- **Short exercise a**: Pull out every line in the rows below that contains the string "shirt", matching uppercase and lowercase exactly.
-- start Provided text --
A royal psalm attributed to Solomon (or written for Solomon by David) that envisions the ideal king whose reign embodies perfect justice, compassion for the poor, universal dominion, and abundance that mirrors Eden. The psalm closes Book II of the Psalter with a doxology (verses 18-19) and a colophon noting the end of the prayers of David son of Jesse. It is the most expansive portrait of the messianic king in the Psalter.
What Makes This Chapter Remarkable
Psalm 72 describes a king whose justice produces cosmic fertility — when the king judges rightly, the mountains bear peace and the hills produce righteousness (verse 3). This is not metaphor for the ancient Israelite mind; it is theology. The king's justice and the land's fruitfulness are connected through the covenant. The psalm reaches its most astonishing scope in verses 8-11, where the king's dominion extends from sea to sea and from the River to the ends of the earth, and all kings bow before him. No historical Israelite king achieved this, which is precisely why the psalm became messianic — it describes what should be, and Israel kept praying it forward. The tender attention to the poor and crushed (verses 12-14) places compassion at the center of royal power: the king's greatness is measured not by conquest but by whom he defends.
-- end Provided text --
- **Short exercise b**: Quote the Psalm 72 overview above word for word, from start to finish.
-- start Supplied records --
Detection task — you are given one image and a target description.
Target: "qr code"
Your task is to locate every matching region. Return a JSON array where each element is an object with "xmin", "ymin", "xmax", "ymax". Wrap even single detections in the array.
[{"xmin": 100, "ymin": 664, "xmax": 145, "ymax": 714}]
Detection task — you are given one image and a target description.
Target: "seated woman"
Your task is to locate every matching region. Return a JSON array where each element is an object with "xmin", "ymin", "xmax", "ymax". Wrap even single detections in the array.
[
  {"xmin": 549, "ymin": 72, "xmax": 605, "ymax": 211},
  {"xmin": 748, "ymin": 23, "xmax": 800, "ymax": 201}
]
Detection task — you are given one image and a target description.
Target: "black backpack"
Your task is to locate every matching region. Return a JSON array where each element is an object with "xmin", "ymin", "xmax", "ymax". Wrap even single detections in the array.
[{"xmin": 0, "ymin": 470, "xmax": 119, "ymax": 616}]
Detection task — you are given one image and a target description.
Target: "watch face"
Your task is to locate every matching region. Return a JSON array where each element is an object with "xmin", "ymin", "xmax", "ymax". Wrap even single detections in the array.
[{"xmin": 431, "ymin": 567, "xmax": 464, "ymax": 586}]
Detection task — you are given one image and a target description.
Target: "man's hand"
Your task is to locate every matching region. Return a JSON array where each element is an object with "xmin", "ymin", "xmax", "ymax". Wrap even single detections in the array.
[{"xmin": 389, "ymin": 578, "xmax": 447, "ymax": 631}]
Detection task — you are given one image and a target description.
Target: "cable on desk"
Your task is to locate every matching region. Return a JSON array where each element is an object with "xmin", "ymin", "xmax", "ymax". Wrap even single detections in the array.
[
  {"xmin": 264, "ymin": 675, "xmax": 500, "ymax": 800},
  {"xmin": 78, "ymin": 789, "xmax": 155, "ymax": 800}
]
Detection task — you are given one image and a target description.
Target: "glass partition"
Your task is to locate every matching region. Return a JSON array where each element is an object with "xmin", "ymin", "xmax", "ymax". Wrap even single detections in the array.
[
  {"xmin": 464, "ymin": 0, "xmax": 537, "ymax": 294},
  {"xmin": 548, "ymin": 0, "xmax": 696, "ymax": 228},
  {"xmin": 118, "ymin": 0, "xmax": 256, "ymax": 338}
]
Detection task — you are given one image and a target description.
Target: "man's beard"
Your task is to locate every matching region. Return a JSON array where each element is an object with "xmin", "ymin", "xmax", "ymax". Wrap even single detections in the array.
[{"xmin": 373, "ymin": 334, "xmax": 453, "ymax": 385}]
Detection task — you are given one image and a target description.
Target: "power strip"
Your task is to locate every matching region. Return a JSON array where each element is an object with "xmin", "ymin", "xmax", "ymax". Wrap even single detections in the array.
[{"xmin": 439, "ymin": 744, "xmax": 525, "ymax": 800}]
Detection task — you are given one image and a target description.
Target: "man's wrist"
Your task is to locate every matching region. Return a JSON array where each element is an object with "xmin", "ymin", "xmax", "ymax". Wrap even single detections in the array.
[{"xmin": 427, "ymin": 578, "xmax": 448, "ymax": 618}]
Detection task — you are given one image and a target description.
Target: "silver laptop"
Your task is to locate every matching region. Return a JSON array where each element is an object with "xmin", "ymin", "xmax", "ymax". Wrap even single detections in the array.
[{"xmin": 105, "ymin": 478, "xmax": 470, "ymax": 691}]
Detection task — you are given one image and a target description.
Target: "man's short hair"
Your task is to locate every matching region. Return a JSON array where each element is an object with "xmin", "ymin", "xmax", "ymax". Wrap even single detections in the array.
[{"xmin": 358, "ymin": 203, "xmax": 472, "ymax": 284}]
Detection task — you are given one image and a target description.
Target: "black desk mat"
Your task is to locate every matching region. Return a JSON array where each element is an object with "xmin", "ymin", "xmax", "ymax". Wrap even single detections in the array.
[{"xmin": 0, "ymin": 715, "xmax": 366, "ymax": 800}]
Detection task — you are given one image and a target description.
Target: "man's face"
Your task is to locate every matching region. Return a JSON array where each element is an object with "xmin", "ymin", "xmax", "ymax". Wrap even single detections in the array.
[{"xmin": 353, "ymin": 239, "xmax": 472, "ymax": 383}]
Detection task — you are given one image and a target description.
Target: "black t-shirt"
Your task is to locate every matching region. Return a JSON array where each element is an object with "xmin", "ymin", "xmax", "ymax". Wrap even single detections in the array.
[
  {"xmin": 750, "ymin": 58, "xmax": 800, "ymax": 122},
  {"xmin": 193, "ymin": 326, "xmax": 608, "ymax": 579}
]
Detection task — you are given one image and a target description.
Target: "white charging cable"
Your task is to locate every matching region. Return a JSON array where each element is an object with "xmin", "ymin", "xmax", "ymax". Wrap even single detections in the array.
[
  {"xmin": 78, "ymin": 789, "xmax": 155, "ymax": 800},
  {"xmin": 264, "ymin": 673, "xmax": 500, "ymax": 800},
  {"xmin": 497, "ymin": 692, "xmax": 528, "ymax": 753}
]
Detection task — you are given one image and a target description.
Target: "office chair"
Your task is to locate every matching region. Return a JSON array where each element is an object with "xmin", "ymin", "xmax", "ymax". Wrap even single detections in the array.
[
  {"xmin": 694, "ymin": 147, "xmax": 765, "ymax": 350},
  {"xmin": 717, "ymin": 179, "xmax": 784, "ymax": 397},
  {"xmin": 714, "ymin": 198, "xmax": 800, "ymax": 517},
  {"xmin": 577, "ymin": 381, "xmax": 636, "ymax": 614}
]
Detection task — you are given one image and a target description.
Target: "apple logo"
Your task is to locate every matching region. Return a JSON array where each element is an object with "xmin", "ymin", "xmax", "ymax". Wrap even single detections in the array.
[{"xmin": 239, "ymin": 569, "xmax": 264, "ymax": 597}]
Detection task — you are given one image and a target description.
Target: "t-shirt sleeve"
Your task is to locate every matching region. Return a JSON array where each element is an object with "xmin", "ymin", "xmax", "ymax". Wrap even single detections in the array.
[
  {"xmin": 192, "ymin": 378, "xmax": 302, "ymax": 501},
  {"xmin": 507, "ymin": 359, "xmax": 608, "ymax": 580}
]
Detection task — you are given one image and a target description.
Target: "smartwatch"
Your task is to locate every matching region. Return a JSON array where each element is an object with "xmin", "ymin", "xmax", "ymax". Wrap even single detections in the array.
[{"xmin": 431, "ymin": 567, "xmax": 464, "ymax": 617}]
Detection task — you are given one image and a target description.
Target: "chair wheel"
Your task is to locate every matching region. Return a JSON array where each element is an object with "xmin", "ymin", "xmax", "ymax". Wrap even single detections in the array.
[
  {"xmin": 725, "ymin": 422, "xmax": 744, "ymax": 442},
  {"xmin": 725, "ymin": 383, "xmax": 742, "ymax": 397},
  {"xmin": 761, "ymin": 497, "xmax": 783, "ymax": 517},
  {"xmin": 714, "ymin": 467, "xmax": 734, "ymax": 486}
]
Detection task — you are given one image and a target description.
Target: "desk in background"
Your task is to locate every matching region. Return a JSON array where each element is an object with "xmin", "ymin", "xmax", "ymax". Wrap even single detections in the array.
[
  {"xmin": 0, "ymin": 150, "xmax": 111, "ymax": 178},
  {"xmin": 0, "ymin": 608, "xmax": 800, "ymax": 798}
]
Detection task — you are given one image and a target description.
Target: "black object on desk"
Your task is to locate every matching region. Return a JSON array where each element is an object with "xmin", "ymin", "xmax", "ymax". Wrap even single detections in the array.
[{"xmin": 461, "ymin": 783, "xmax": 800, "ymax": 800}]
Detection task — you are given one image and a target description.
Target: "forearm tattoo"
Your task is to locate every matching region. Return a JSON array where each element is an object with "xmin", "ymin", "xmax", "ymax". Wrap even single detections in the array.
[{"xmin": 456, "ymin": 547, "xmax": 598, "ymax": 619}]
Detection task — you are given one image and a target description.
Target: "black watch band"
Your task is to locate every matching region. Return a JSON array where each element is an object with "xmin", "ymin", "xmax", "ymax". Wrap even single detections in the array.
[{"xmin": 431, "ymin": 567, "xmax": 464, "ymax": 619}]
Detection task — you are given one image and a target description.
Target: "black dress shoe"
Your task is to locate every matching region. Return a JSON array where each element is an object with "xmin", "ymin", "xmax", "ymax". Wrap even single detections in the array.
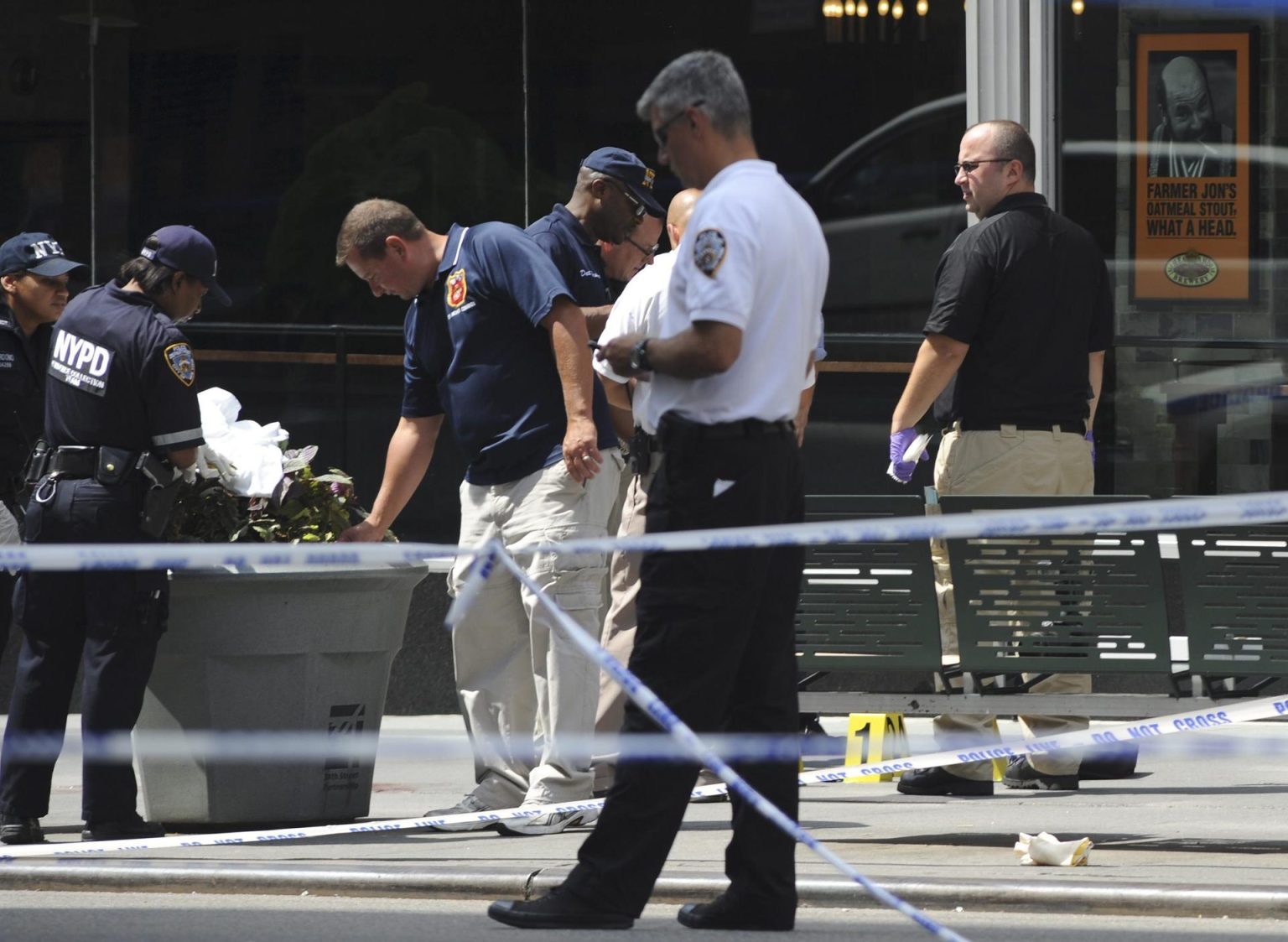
[
  {"xmin": 898, "ymin": 768, "xmax": 993, "ymax": 795},
  {"xmin": 81, "ymin": 814, "xmax": 165, "ymax": 841},
  {"xmin": 487, "ymin": 887, "xmax": 635, "ymax": 929},
  {"xmin": 676, "ymin": 893, "xmax": 796, "ymax": 932},
  {"xmin": 0, "ymin": 814, "xmax": 45, "ymax": 844},
  {"xmin": 1002, "ymin": 755, "xmax": 1078, "ymax": 791}
]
-- end Supplied records --
- **Worked answer a**:
Target: "black t-shirt"
Target: "t-shirt sleeve"

- **Worked answer b**:
A royal psalm attributed to Solomon (or written for Solomon by David) that envisions the ideal king whose reign embodies perfect justice, compassion for the poor, universal dominion, and abundance that mirrors Eden. The psalm closes Book II of the Psalter with a doxology (verses 18-19) and a colophon noting the end of the prayers of David son of Jesse. It is the most expansive portrait of the messianic king in the Psalter.
What Makes This Chapter Remarkable
Psalm 72 describes a king whose justice produces cosmic fertility — when the king judges rightly, the mountains bear peace and the hills produce righteousness (verse 3). This is not metaphor for the ancient Israelite mind; it is theology. The king's justice and the land's fruitfulness are connected through the covenant. The psalm reaches its most astonishing scope in verses 8-11, where the king's dominion extends from sea to sea and from the River to the ends of the earth, and all kings bow before him. No historical Israelite king achieved this, which is precisely why the psalm became messianic — it describes what should be, and Israel kept praying it forward. The tender attention to the poor and crushed (verses 12-14) places compassion at the center of royal power: the king's greatness is measured not by conquest but by whom he defends.